→ What you need to do
Copy the data starting at the line that contains "Trace the target" and ending at the line that contains "positive clicks: (728, 626)", reproducing those lines as they stand and nothing else.
######
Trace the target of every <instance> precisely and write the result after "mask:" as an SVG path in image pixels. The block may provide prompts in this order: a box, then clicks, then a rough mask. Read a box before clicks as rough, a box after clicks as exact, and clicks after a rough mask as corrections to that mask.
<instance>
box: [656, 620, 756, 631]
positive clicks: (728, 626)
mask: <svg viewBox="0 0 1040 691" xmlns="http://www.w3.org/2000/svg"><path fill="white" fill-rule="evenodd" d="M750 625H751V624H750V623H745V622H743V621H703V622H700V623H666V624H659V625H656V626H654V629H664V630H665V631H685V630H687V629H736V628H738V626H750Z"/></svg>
######
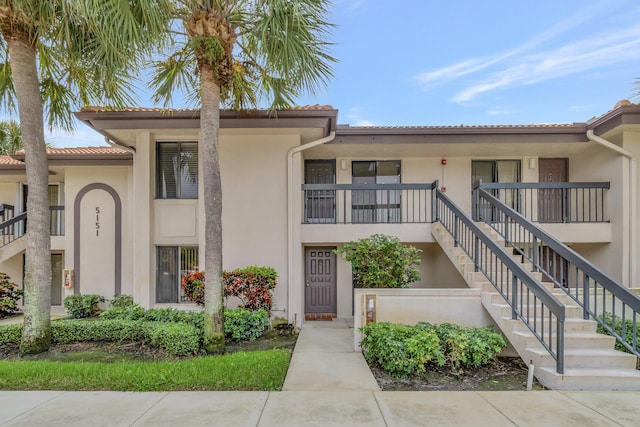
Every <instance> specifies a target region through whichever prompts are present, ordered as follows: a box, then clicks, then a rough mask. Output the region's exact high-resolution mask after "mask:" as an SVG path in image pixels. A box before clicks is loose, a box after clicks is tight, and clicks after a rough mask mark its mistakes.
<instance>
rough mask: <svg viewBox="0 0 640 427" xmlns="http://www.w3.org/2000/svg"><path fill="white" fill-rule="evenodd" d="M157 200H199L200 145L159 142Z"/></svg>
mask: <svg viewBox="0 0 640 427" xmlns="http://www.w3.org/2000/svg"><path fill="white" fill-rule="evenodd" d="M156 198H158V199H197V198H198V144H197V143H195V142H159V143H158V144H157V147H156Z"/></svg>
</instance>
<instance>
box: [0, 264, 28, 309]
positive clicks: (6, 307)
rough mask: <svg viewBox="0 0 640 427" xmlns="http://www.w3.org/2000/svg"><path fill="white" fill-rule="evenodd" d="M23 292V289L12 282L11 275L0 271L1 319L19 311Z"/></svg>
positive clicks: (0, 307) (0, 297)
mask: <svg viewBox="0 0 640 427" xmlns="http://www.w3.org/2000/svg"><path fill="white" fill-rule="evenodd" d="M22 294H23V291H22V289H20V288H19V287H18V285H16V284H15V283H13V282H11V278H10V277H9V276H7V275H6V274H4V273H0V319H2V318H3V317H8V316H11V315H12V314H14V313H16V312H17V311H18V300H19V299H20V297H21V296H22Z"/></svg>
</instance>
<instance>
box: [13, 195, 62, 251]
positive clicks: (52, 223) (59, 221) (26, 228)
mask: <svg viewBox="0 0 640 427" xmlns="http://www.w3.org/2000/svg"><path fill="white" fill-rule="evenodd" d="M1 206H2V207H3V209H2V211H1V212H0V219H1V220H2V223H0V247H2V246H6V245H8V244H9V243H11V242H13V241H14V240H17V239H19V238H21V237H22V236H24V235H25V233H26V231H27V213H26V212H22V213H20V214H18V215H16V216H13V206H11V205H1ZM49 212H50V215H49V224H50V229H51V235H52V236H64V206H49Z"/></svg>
######
→ Task result
Trace the target of every <instance> precisely and write the result after "mask:" as an SVG path in image pixels. The block may provide prompts in this order: a box, then clicks, then a rough mask. Read a box before clicks as rough, a box after clicks as exact, and clicks after a rough mask as corrections to that mask.
<instance>
box: [656, 620, 756, 631]
positive clicks: (728, 626)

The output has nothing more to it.